[Labeled-object pointing listing]

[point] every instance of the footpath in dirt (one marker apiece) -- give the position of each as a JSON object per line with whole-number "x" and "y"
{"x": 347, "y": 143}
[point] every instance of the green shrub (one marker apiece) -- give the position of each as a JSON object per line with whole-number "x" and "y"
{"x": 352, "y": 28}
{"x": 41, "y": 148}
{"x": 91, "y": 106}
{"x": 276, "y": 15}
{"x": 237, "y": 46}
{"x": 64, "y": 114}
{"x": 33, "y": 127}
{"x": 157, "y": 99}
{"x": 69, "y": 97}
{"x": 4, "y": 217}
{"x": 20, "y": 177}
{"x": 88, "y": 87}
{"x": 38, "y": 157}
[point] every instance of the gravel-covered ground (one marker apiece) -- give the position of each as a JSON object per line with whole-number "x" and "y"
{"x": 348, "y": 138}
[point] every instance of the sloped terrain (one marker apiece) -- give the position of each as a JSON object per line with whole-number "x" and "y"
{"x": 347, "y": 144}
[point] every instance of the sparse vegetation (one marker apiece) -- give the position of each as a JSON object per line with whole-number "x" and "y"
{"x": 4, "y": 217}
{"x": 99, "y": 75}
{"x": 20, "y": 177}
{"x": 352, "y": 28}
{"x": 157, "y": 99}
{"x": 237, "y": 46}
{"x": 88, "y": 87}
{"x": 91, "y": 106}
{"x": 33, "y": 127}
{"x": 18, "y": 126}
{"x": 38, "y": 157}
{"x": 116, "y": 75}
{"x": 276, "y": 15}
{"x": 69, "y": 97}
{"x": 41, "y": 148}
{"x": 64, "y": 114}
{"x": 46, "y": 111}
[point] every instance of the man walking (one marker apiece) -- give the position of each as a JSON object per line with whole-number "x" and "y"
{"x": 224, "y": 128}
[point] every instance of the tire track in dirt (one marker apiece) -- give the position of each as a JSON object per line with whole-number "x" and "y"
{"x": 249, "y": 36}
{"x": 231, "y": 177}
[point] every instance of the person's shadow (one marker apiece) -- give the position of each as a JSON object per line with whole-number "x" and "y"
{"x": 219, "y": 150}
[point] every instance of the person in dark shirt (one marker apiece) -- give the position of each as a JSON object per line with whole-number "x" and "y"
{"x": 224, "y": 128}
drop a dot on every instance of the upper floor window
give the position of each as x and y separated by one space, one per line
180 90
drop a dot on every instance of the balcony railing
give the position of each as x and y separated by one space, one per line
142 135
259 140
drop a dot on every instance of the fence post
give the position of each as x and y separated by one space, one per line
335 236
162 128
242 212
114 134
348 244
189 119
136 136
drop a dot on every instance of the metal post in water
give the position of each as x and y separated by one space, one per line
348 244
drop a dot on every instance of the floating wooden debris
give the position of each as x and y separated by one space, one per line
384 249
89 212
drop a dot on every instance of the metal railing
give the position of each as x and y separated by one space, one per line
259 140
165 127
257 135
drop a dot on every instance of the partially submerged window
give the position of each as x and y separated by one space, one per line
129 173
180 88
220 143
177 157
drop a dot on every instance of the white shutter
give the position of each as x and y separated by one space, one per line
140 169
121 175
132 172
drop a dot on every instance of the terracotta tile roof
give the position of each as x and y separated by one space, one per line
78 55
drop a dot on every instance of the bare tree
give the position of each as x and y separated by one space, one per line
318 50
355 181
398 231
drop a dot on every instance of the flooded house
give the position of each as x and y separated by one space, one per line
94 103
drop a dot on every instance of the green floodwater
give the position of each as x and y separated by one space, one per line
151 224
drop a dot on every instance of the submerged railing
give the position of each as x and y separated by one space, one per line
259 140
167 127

▸ Description of the task
Reproduce word for word everything from the line containing "drop a dot on every instance of the flooded" down to the end of the listing above.

▸ Task response
drop a dot on every instance of the flooded house
give the position of each as x and y separated by one space, one per line
94 103
drop a dot on every instance of the green floodwater
give the position of each as x and y separated by one space, one per line
151 224
drop a dot on every instance of the submerged railing
give the position of each as x and y separated by one space, one per line
259 140
167 127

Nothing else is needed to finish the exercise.